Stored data
----

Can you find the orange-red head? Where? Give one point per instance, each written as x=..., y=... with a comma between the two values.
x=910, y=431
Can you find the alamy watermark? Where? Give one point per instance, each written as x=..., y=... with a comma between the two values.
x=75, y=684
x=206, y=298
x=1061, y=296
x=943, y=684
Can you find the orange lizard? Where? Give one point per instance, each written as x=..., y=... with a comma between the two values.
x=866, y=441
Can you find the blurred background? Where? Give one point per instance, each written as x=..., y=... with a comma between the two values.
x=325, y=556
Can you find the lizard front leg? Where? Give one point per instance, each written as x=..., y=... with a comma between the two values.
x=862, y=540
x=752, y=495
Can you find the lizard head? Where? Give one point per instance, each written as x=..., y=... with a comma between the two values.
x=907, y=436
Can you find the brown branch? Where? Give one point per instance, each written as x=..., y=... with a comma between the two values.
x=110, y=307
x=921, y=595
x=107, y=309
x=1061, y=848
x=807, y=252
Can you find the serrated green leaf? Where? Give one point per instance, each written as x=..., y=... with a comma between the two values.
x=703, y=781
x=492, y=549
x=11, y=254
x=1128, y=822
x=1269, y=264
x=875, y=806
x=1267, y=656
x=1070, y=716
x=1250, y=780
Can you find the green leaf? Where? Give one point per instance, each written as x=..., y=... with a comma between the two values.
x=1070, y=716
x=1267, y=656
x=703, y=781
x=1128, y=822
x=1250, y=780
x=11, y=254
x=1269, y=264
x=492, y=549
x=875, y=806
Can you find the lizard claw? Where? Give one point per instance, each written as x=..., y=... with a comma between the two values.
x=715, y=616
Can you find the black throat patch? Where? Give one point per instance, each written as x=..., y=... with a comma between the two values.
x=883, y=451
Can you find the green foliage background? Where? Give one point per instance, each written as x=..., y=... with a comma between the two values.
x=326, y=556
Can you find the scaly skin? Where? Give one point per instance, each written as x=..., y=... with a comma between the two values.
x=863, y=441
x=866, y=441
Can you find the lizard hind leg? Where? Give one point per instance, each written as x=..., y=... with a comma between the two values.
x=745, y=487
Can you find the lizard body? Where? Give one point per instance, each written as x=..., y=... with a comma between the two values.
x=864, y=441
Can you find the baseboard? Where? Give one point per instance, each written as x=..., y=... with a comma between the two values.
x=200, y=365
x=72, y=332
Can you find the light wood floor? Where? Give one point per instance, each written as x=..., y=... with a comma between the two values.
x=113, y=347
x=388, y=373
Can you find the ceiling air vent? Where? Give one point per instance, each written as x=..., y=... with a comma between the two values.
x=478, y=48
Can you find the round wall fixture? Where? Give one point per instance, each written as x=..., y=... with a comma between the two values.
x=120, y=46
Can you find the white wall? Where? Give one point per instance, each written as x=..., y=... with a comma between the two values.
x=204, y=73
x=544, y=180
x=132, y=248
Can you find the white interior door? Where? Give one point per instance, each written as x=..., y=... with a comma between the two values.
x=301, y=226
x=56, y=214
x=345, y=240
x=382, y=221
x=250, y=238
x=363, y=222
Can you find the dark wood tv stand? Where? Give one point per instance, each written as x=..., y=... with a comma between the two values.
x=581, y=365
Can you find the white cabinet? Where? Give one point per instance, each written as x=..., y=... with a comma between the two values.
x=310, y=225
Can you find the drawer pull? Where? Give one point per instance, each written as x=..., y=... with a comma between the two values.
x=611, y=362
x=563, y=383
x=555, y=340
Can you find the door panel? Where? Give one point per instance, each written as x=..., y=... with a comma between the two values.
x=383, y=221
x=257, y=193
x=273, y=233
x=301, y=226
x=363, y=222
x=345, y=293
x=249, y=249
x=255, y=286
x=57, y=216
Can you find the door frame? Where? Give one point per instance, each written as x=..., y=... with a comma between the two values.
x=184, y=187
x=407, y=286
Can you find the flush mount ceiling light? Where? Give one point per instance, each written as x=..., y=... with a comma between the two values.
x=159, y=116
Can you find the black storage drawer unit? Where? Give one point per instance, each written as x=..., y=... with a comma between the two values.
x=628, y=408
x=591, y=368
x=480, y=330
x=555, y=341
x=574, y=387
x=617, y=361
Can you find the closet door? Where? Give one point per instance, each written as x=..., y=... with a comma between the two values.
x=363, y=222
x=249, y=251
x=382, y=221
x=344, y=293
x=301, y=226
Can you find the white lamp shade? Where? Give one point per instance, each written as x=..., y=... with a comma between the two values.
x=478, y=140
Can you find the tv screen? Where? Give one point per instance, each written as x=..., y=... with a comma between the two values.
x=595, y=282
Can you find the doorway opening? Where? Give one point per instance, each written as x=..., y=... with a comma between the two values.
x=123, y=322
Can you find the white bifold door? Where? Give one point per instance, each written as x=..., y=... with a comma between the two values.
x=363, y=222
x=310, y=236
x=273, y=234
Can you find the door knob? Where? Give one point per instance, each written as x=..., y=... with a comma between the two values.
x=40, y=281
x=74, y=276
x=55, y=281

----

*GIVEN PROBLEM*
Update the entries from the first line through the line containing "x=752, y=495" by changing "Can you find" to "Can you spot", and leave everything else as it is.

*THE COMPLETED TASK*
Can you spot the orange-red head? Where? Give one point per instance, each written as x=..., y=... with a comma between the two values.
x=910, y=431
Can you spot the alamy watermark? Where? Give one point per instance, each written as x=..., y=... with a comma between the two values.
x=75, y=684
x=206, y=298
x=1061, y=296
x=943, y=684
Can you spot the orange lizard? Where? Give one point per instance, each written as x=..., y=... with a comma between the two values.
x=866, y=441
Can you spot the blurred background? Where? Give one point per instance, each written as x=..., y=... with a comma between the two values.
x=325, y=556
Can you spot the lizard front leg? Where? Give one point per instance, each written as x=..., y=... with a comma between the two values.
x=862, y=540
x=752, y=495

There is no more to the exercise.